Start of Data excerpts

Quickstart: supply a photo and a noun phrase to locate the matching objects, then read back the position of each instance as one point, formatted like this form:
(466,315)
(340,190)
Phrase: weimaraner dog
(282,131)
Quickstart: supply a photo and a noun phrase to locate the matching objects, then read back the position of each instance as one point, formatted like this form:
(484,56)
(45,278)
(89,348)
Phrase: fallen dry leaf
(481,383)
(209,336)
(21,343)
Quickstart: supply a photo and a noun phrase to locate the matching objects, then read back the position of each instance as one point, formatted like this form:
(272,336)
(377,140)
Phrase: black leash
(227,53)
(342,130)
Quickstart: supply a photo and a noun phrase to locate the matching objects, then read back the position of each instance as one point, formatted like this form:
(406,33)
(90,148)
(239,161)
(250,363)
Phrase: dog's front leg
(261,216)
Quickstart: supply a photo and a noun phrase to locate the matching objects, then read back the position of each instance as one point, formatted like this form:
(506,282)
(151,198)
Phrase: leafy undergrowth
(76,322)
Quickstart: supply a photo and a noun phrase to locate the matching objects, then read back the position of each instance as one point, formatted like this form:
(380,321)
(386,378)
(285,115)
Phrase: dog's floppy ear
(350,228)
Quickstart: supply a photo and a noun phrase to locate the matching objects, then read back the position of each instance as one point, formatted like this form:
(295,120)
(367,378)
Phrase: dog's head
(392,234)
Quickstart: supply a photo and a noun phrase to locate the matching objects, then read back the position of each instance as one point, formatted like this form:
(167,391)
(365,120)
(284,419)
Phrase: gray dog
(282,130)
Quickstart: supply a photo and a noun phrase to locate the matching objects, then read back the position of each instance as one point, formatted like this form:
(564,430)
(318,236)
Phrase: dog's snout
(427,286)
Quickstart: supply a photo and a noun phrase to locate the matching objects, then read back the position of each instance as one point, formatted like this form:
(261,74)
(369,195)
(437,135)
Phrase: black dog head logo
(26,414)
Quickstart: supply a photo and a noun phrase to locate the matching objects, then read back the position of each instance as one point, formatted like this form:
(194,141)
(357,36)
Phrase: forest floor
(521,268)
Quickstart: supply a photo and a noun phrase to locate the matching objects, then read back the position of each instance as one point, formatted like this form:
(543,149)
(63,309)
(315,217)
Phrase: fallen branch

End of Data excerpts

**Written exercise**
Extract each line of the records above that contains the word "fallen", treating uppercase and lowercase as different. Copy those lines in their original order.

**Expected answer**
Phrase: fallen dry leaf
Phrase: fallen branch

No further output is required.